- _Problems_
[1] From the JSON deserialization thread, reproduce verbatim the part that opens with the words containing "and get the" and closes with "JSON you post.".
[2] In the JSON deserialization thread, which values does the asker expect the current object to hold for Cloud and Temp_c?

*** Text segment ***

Using the method JsonConvert.DeserializeObject returns the default values for all properties.

var current = JsonConvert.DeserializeObject<Current>(myJson);

{
    "location": {
        "name": "London"
    },
    "current": {
        "temp_c": 5.0,
        "cloud": 50
    }
}

public class Current
{
    public double Temp_c { get; set; }
    public double Cloud { get; set; }
}

The expected current object should have the values: 50 for Cloud, and 5.0 for Temp_c, but returns the default values for all properties.

CodePudding user response：

You need to define a class model like json object and then deserialize to it

public class YourModel {

   //create location class that has Name property
   public Location Location { get; set; }

   //create current class that has Temp_c and Cloud property
   public Current Current { get; set; }

}

and then

var data = JsonConvert.DeserializeObject<YourModel>(myJson);

and get the current value from data object

var current = data.Current;

CodePudding user response：

your 'Current' class is far of been like the JSON you post.

*** Given records ***

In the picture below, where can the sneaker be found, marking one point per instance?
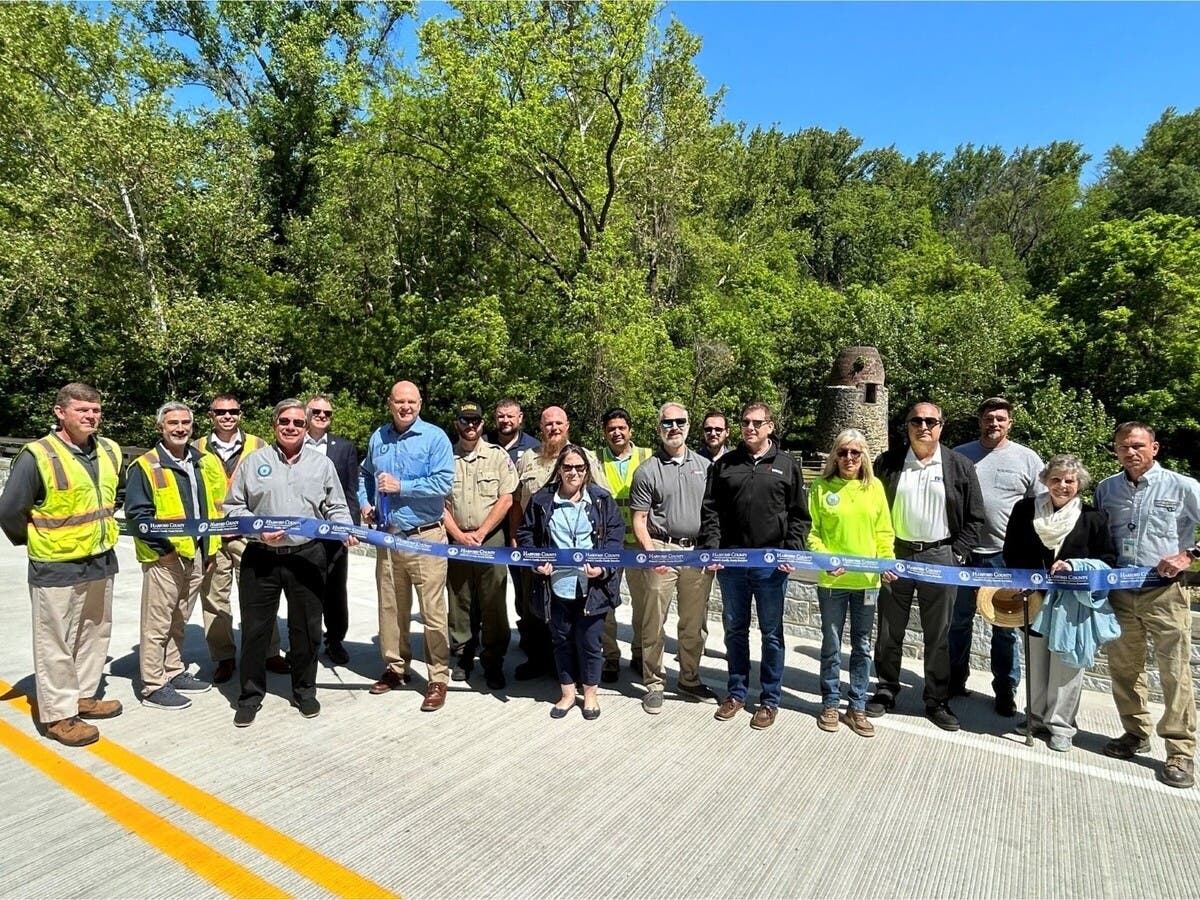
(1179, 772)
(828, 719)
(1127, 747)
(187, 683)
(309, 707)
(72, 732)
(166, 697)
(942, 717)
(696, 693)
(857, 721)
(729, 708)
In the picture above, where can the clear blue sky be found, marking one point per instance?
(930, 76)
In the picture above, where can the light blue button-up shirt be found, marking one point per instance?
(1152, 517)
(421, 459)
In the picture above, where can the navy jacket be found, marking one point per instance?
(607, 533)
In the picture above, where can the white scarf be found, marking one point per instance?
(1054, 525)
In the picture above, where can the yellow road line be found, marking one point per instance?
(300, 858)
(150, 827)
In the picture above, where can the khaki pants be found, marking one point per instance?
(215, 599)
(396, 576)
(690, 587)
(636, 581)
(72, 627)
(1161, 616)
(168, 593)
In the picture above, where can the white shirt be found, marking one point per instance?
(918, 511)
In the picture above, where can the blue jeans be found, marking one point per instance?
(766, 586)
(834, 604)
(1006, 657)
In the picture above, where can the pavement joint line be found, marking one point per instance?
(295, 856)
(215, 868)
(1029, 754)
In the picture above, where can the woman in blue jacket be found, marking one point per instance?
(571, 511)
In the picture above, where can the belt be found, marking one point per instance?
(921, 546)
(685, 543)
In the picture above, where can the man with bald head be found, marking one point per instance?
(533, 472)
(403, 484)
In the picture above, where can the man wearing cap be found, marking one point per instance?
(1153, 514)
(60, 502)
(341, 451)
(478, 505)
(533, 472)
(937, 513)
(403, 484)
(1007, 472)
(665, 498)
(229, 444)
(619, 460)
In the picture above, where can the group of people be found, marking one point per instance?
(990, 503)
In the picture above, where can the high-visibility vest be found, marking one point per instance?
(619, 486)
(76, 520)
(168, 501)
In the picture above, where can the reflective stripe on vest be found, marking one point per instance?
(76, 520)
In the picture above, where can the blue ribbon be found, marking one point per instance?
(736, 558)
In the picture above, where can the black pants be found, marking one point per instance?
(935, 603)
(335, 605)
(265, 574)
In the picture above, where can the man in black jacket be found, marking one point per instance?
(754, 498)
(937, 513)
(345, 456)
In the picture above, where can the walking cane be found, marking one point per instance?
(1029, 685)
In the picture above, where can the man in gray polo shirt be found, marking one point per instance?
(665, 498)
(1008, 472)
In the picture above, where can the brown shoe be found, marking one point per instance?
(93, 708)
(729, 708)
(435, 696)
(857, 721)
(225, 670)
(763, 718)
(72, 732)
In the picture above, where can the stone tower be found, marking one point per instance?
(855, 397)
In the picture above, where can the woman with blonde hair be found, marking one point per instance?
(850, 515)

***

- _Solution set_
[1]
and get the current value from data object

var current = data.Current;

CodePudding user response：

your 'Current' class is far of been like the JSON you post.

[2] 50 for Cloud and 5.0 for Temp_c.